Objective A:
Decide whether each statement agrees with the generator instructions below. Answer yes or no for each, and quote the words from the instructions that settle it.
(i) Emery cloth may be used to clean the armature contact.
(ii) Moving the third brush toward the front of the machine raises the charging rate.
(iii) The nut holding the drive sprocket has a left-hand thread.

Text extract:
————
1. Loosen clamp screw holding the steel band to which the "Auto-Lite" name plate is attached.

2. Turn the clamp so that the opening is in line with the oil cup and slide off, taking care not to damage the gasket under the steel band.

3. With the engine running, move the third (moveable) brush toward the front of the machine to increase the charging rate or back toward the engine to reduce it - checking the ammeter swing until the correct output is obtained. (The output should be regulated to break even with all lighting equipment normally used in operation.) To check the movement of the ammeter, race the engine slightly to obtain the maximum register.

4. If the armature contact at the brushes appears dirty it should be cleaned and polished with No. .00 sandpaper before trying to regulate. (Emery cloth should never be used.)

5. When properly regulated - replace the metal band and gasket and tighten the clamp screw.

Removing the Generator From the Machine

Note: - Disconnect battery ground terminal to prevent short.

1. Remove the cover on the left side of the engine over the generator drive.

2. Remove the nut holding the drive sprocket (right-hand thread).
————
Data supplied:

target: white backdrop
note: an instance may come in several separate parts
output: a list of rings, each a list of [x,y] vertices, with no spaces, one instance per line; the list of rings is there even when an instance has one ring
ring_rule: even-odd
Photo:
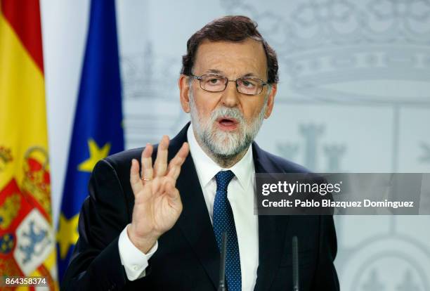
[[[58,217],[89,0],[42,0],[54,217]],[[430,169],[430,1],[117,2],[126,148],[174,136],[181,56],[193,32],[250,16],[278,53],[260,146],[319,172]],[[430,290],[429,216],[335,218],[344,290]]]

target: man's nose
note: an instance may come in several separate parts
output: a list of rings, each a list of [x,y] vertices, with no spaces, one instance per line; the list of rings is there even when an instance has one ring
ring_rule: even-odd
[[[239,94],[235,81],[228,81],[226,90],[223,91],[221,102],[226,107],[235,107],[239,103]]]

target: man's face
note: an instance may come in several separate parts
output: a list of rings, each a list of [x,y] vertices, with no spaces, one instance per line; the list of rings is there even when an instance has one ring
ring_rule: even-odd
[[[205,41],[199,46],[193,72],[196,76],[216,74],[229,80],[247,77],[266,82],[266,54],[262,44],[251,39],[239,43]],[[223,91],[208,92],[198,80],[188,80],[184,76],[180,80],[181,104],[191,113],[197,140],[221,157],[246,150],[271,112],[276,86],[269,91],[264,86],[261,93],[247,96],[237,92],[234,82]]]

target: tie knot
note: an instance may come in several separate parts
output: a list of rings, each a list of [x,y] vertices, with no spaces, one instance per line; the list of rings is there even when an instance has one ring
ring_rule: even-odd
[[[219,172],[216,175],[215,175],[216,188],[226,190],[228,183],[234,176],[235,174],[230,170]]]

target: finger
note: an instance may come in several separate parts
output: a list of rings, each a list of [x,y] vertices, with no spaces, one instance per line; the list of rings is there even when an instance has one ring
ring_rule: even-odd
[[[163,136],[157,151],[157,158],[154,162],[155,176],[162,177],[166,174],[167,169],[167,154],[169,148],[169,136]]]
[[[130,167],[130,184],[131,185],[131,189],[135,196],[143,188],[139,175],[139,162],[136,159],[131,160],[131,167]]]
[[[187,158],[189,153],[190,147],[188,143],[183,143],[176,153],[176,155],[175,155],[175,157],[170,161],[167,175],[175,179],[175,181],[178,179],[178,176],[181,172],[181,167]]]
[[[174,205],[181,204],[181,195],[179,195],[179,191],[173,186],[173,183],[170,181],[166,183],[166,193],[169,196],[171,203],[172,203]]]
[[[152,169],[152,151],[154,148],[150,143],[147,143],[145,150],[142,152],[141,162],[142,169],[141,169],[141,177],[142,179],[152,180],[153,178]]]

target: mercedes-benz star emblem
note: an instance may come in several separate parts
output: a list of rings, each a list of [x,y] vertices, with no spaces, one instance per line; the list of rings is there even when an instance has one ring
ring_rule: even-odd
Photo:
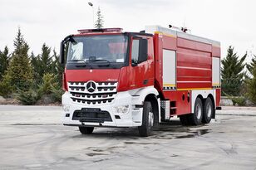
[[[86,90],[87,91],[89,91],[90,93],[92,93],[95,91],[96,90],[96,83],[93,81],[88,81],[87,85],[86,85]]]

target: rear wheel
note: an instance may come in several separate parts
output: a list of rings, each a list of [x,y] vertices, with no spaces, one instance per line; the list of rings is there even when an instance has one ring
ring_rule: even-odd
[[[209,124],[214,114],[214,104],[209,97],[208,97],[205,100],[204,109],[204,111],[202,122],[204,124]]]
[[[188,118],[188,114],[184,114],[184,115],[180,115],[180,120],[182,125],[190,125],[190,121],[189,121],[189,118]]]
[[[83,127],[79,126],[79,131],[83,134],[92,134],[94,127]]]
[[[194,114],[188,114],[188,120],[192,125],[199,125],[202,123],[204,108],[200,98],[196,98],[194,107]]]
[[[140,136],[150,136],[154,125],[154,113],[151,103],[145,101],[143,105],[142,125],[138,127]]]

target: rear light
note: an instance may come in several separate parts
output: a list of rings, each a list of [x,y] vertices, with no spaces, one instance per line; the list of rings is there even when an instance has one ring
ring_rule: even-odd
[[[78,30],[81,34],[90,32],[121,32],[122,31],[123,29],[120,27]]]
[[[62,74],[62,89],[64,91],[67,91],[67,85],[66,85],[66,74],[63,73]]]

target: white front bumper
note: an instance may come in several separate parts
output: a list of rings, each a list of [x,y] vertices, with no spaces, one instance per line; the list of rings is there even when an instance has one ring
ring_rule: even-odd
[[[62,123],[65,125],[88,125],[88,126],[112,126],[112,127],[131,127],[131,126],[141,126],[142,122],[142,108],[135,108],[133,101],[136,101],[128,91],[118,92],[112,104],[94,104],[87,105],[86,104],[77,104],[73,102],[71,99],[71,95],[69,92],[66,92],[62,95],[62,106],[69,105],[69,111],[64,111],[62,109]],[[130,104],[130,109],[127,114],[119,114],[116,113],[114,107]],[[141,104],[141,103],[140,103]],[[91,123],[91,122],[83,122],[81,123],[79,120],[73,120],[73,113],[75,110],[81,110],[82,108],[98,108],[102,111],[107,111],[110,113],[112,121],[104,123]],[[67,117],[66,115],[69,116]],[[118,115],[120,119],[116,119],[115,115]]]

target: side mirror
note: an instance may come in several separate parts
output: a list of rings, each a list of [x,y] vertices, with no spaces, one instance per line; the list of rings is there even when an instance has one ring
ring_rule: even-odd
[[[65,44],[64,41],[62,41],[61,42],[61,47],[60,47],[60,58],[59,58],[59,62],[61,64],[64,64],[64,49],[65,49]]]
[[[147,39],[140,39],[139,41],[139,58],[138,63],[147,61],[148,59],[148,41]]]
————
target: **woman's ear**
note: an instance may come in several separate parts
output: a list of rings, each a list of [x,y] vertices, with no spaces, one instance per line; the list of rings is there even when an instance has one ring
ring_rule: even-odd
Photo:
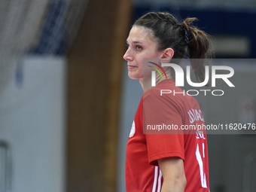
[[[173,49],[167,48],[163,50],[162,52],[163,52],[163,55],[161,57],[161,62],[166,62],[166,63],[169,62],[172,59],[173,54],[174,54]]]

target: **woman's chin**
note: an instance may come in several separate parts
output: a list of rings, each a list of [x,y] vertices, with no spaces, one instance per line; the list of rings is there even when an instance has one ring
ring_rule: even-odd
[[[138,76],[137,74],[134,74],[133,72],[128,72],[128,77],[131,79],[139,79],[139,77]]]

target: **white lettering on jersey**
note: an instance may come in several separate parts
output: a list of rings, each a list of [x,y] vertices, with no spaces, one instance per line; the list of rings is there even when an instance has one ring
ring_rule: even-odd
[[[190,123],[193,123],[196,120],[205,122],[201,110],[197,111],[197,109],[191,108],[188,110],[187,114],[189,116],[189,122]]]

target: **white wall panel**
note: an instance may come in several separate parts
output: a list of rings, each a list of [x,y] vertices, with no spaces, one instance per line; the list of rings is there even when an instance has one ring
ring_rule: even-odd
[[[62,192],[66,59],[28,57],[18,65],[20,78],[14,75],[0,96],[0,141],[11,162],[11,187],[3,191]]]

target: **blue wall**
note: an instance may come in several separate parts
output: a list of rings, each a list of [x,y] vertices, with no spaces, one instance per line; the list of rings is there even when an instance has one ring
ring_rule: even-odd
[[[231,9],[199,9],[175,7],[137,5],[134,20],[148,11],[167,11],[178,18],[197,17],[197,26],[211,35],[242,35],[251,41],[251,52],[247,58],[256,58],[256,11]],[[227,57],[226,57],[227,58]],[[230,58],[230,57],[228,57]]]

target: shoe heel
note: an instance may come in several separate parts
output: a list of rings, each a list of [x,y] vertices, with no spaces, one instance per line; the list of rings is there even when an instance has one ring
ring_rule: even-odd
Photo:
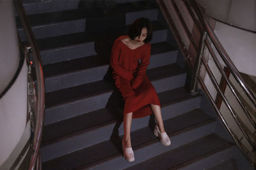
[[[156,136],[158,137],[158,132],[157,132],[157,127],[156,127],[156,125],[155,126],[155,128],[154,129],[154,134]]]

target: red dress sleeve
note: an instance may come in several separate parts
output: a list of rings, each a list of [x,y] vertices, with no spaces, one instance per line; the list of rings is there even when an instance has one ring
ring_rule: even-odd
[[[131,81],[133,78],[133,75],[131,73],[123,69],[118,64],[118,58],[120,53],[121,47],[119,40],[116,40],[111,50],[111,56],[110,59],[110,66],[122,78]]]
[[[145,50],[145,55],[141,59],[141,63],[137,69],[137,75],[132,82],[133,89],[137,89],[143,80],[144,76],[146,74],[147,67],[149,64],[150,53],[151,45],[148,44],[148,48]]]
————
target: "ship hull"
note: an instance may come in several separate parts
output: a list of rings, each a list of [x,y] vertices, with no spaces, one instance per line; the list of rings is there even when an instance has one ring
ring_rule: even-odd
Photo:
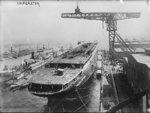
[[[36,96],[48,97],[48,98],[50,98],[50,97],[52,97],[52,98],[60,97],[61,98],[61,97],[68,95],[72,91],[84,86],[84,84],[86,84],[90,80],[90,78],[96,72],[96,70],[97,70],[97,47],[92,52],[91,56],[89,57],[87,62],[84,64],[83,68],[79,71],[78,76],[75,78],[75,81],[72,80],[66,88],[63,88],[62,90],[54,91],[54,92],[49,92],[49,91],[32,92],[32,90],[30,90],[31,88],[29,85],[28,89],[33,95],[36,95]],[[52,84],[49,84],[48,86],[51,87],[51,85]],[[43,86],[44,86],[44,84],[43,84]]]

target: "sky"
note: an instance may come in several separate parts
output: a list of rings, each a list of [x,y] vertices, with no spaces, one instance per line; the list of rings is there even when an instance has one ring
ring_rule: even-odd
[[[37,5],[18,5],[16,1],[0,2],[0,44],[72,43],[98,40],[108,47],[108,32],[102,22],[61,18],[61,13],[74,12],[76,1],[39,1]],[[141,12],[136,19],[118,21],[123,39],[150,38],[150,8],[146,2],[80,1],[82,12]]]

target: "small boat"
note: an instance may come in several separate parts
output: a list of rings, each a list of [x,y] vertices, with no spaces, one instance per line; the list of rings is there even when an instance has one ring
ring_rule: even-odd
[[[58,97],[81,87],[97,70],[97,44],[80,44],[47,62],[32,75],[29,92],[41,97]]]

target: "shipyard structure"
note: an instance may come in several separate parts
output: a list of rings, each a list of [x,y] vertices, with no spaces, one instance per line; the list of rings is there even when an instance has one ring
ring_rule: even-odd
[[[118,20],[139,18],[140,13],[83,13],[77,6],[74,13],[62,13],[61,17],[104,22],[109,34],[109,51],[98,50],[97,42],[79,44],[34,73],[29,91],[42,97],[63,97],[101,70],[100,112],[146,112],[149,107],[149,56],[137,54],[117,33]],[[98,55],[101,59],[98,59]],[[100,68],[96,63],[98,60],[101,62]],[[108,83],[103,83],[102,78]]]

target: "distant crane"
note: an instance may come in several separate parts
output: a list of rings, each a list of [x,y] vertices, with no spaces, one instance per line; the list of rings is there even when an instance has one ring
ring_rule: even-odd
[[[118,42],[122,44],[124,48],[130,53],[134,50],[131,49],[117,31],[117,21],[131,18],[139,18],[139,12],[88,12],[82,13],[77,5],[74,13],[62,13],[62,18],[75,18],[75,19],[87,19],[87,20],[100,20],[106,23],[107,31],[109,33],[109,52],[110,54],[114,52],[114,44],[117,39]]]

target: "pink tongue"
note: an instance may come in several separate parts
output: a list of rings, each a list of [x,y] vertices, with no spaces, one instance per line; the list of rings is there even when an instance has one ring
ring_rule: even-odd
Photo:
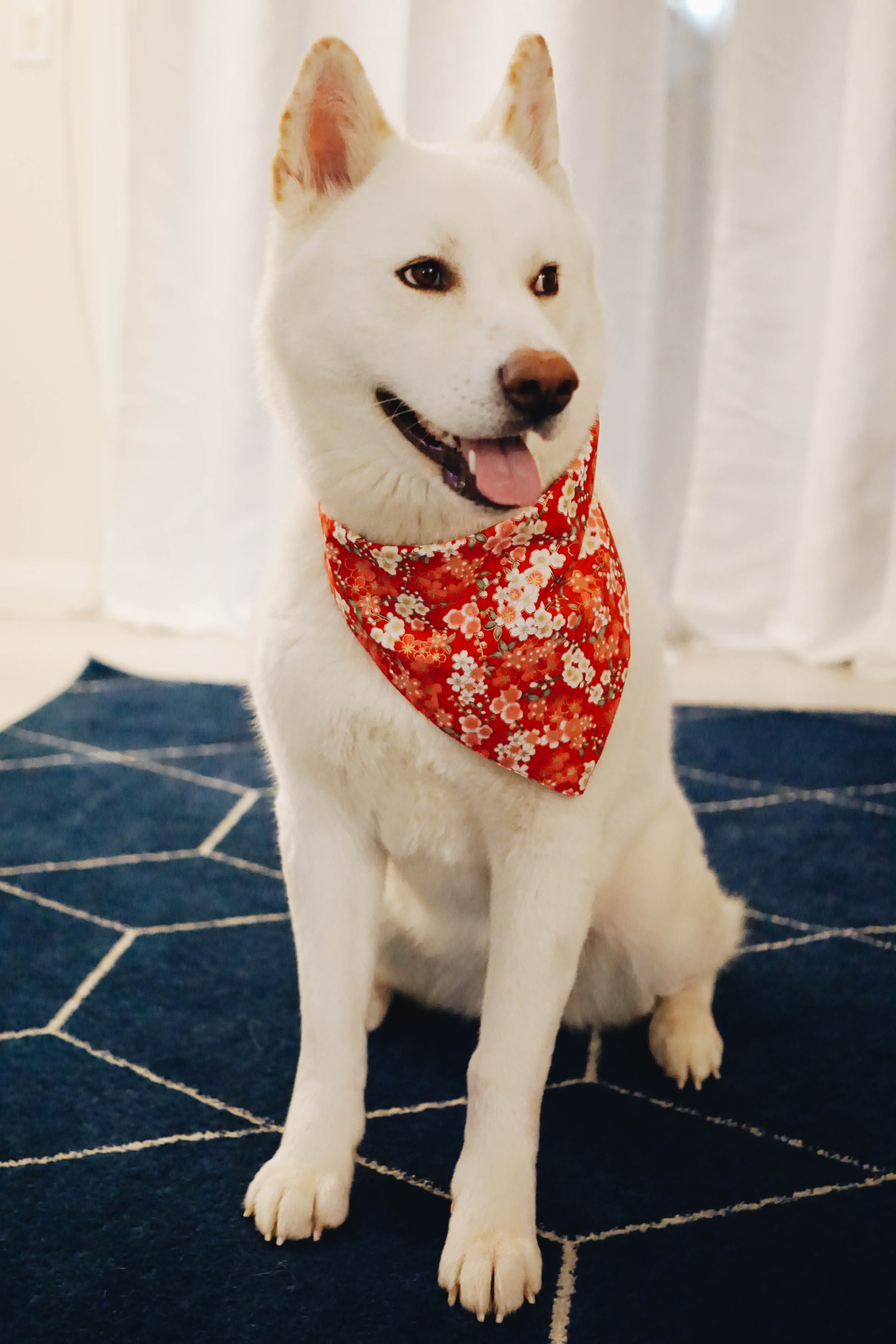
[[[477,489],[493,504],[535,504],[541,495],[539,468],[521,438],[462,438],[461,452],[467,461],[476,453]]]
————
Objective B:
Pull out every line of the rows above that contains the word "rear", and copy each one in full.

Complete output A:
(i) No: "(Emery cloth should never be used.)"
(ii) Yes: "move the third (moveable) brush toward the front of the machine to increase the charging rate"
(iii) No: "Remove the nut holding the drive sprocket (right-hand thread)."

Complete output B:
target: rear wheel
target: rear light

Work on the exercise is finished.